→ Stated goal:
Continue the text describing the sealing assembly for container openings, starting right after its final sentence.

Field of the present invention

The present invention relates to a sealing assembly, particularly for sealing container openings, a sealing cap assembly using such sealing assembly, a container being sealed by such sealing assembly or being closed by such a sealing cap assembly, respectively, and a method for manufacturing a sealing assembly.

Background of the present invention

Pulverulant or granular materials, for example dental powder such as glass ionomer, are usually stored and delivered in containers such as bottles, preferably glass bottles. In order to prepare a glass ionomer cement, usually some amount of a glass ionomer powder is mixed with a liquid by hand. The powder dosage used therefor is obtained or discharged from the bottle using a spoon. In order to achieve acceptable dosing reproducibility, conventional bottles contain a plastic insert at the bottle opening with a "wiping edge" to wipe excess powder off the spoon.
In case humidity sensitive powders are used, it is necessary that the container has a moisture-proof seal. Conventionally, a suitable seal is achieved by using an aluminium multi-layer film that is sealed to the opening or lip, respectively, of the bottle. A variety of solutions are actually available in the prior art for sealing glass bottles. However, these conventional methods are not suitable for bottles containing such glass ionomer cements as the required plastic insert covers the lip of the bottle (at least in part), thus making it difficult to seal the aluminium foil to the top of the bottle. Sealing the film directly upon the plastic insert is also not possible because existing gaps between the insert and the bottle lip would not ensure an appropriate moisture-proof sealing. Furthermore, the conventional assembly is disadvantageous because the separate plastic insert adds cost to the product.

Summary of the invention

A first object of the present invention is to provide a simple and cost-effective sealing assembly.
A further object of the present invention is to provide a simple and cost-effective sealing cap assembly.
Another object of the present invention is to provide an improved container at low costs that is relatively simple in design.
Finally, another object of the present invention is to provide a method for manufacturing a sealing assembly.
These objects are achieved with the features of the claims.
According to a first aspect of the present invention, a sealing assembly is provided. The sealing assembly according to the first aspect of the present invention comprises at least a first film and a second film. Preferably, the first and second film are provided in a sandwich construction, i.e. the first film and the second film are adjacent to each other. Furthermore, the first film (forming a "dosing film" or "dosing wiper") comprises an aperture forming a through-hole through the first film. At least a portion of the edge of the aperture forms a wiping edge. In comparison to conventional assemblies, this first film replaces the commonly used plastic insert. The second film is provided to cover the first film/wiper film, and thus to form a closure film for a container being sealed with the sealing assembly according to the first aspect of the present invention.
Preferably, in order to form the wiping edge, the aperture provided in the first film is not a circular aperture but only a partial circular aperture that comprises a straight edge portion that forms the wiping edge. The aperture is preferably provided in line with the opening of the container so that, for example, a spoon can be inserted through the aperture into the interior of the container in order to take some amount of the material contained in the container; upon taking out the spoon from the container, the wiping edge of the first film is used to wipe excess powder of the spoon. Alternatively, the wiping edge does not have a straight edge portion but rather a zig-zag shape, sinusoidial shape or other meandering shape.

→ Data provided:

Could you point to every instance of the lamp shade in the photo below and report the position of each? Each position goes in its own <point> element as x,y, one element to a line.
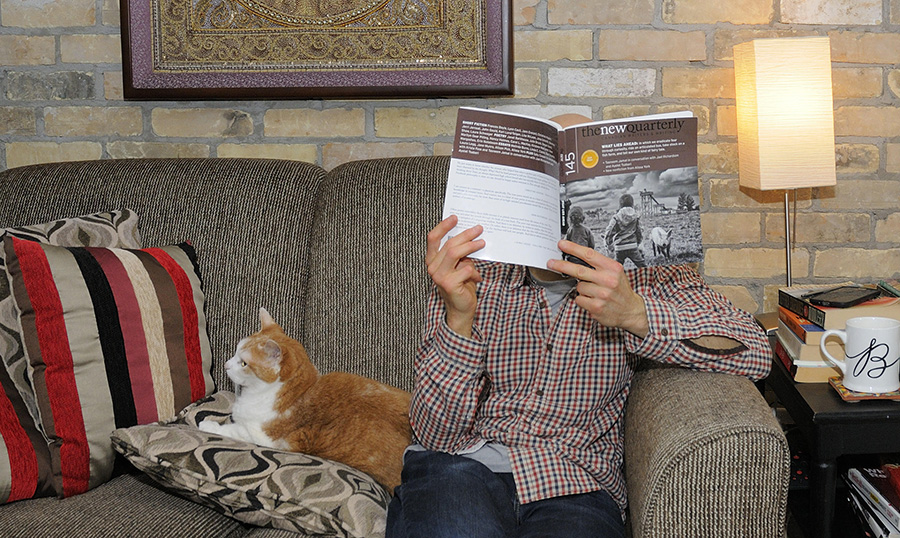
<point>785,113</point>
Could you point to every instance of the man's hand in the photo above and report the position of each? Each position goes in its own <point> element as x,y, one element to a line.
<point>454,273</point>
<point>603,289</point>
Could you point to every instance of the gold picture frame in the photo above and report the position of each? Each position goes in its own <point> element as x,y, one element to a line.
<point>283,49</point>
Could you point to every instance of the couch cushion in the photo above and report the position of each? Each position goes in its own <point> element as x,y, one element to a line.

→ Final answer:
The second film covers the first film such that a moisture-proof sealing is achieved between the first film and the second film. Preferably, the closure film comprises several layers of plastic film, i.e. is of a multi-layer construction, and preferably comprises at least one metal foil, for example aluminium.
The first film preferably comprises several layers of plastic and/or metal films.
Preferably, the first film and/or the second film are coated films.
According to a preferred embodiment, the first and second films are laminated to form a semifinished wiper/closure element. In order to provide adhesion between the first film and the container, the first film comprises an adhesion area on the surface that is opposite to the second film, i.e. on the surface facing the container. The adhesion area is provided with a first adhesive. Preferably, the first adhesive is a heat-sealable adhesive so that the first film is heat-sealable upon a container opening or lip. Alternatively, in case the container is made out of plastic it is possible to directly bond the film onto it. Preferably, if polyethylene or polypropylene is used for both parts, i.e. container and first film, sealing can easily be made without the use of an adhesive. According to an alternative embodiment, pressure sensitive glue (activation of glue by just pressing two surfaces onto each other) is used for attaching the first film to the container instead of a heat-sealable adhesive. However, further alternatives are within the scope of the present invention. For example, a further method would be the usage of ultrasonics. In this case the lip of the container facing the first film preferably forms a sharp edge in order to provide homogeneous welding. Alternatively, micro-replicated surfaces could be used since micro-replication provides very tight sealing. Further alternatively, use wet glue coating (glue with solvents or hot-melts) is used. In this case the film and container are free of glue. The glue is coated onto the container lip, the film or onto both parts. A variety of glue types are available for this, e.g., Pioloform with a solvent, or polyurethane types (hot-melt). Instead of heat sealing using hot tools in general it is envisaged to use laser, induction or ultrasonics. Finally, it is furthermore possible to use so-called "self-adhesives".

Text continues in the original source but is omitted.